▶ _WHAT THIS TASK INVOLVES_
Could you set out every line of the records below as a Markdown table, with the line number under "Row" and the line under "Line", and leave out any blank lines?

Segment Open

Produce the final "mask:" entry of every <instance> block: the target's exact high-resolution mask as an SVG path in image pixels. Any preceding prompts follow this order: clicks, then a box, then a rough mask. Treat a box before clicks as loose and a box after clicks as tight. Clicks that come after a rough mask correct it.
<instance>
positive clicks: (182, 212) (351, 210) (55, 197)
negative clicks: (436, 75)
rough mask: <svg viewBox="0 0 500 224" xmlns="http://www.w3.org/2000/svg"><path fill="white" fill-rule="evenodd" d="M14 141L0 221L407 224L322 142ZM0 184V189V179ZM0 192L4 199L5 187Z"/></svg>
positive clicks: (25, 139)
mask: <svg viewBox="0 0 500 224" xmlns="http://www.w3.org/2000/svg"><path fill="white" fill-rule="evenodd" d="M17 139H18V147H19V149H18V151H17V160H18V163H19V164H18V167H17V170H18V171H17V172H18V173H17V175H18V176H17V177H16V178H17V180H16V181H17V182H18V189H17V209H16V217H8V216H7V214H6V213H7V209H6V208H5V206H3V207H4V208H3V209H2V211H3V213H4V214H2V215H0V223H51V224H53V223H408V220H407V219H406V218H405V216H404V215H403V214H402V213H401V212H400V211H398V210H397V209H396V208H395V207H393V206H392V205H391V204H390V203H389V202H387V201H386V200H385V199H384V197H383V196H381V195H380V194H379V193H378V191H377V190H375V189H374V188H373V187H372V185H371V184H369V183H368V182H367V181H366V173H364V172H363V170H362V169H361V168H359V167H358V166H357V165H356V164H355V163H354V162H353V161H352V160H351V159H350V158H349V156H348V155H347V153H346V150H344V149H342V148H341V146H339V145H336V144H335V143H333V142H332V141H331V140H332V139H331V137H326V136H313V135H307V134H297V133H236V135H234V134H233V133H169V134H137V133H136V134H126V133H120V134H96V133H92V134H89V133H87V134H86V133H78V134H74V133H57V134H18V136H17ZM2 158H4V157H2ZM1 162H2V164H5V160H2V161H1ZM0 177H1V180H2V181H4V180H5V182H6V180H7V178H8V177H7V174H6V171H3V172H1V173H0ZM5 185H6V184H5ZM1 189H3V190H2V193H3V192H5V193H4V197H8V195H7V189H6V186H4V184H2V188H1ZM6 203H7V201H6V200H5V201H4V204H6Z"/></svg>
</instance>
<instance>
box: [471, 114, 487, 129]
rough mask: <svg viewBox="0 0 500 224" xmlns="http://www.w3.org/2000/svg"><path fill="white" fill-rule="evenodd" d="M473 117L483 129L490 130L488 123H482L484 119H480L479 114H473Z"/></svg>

Segment Closed

▶ _ANSWER TO THIS TASK_
| Row | Line |
|---|---|
| 1 | Produce the final "mask:" entry of every <instance> block: the target's exact high-resolution mask as an SVG path in image pixels. Any preceding prompts follow this order: clicks, then a box, then a rough mask. Treat a box before clicks as loose and a box after clicks as tight. Clicks that come after a rough mask correct it. |
| 2 | <instance> |
| 3 | positive clicks: (182, 212) (351, 210) (55, 197) |
| 4 | negative clicks: (436, 75) |
| 5 | rough mask: <svg viewBox="0 0 500 224" xmlns="http://www.w3.org/2000/svg"><path fill="white" fill-rule="evenodd" d="M14 141L0 221L407 224L322 142ZM0 184V189V179ZM0 192L4 199L5 187Z"/></svg> |
| 6 | positive clicks: (25, 139) |
| 7 | mask: <svg viewBox="0 0 500 224" xmlns="http://www.w3.org/2000/svg"><path fill="white" fill-rule="evenodd" d="M17 139H18V147H19V149H18V151H17V160H18V163H19V164H18V167H17V170H18V171H17V172H18V173H17V175H18V176H17V177H16V178H17V180H16V181H17V182H18V189H17V209H16V217H8V216H7V214H6V213H7V209H6V208H5V206H3V207H4V208H3V209H2V211H3V213H4V214H2V215H0V223H51V224H53V223H408V220H407V219H406V218H405V216H404V215H403V214H402V213H401V212H400V211H398V210H397V209H396V208H395V207H393V206H392V205H391V204H390V203H389V202H387V201H386V200H385V199H384V197H383V196H381V195H380V194H379V193H378V191H377V190H375V189H374V188H373V187H372V185H371V184H369V183H368V182H367V181H366V173H364V172H363V170H362V169H361V168H359V167H358V166H357V165H356V164H355V163H354V162H353V161H352V160H351V159H350V158H349V156H348V155H347V153H346V150H344V149H342V148H341V146H339V145H336V144H335V143H333V142H332V141H331V140H332V139H331V137H326V136H313V135H307V134H297V133H236V135H234V134H233V133H169V134H137V133H136V134H126V133H120V134H96V133H92V134H89V133H87V134H86V133H78V134H74V133H57V134H18V136H17ZM2 158H4V157H2ZM1 162H2V164H5V160H2V161H1ZM0 177H1V180H2V181H4V180H5V182H6V180H7V178H8V177H7V174H6V171H3V172H1V173H0ZM5 185H6V184H5ZM1 189H3V190H2V193H3V192H5V193H4V197H8V195H7V189H6V186H4V184H2V188H1ZM6 203H7V201H6V200H5V201H4V204H6Z"/></svg> |
| 8 | </instance> |
| 9 | <instance> |
| 10 | box: [471, 114, 487, 129] |
| 11 | rough mask: <svg viewBox="0 0 500 224" xmlns="http://www.w3.org/2000/svg"><path fill="white" fill-rule="evenodd" d="M473 117L483 129L490 130L488 123H482L484 119H480L479 114H473Z"/></svg> |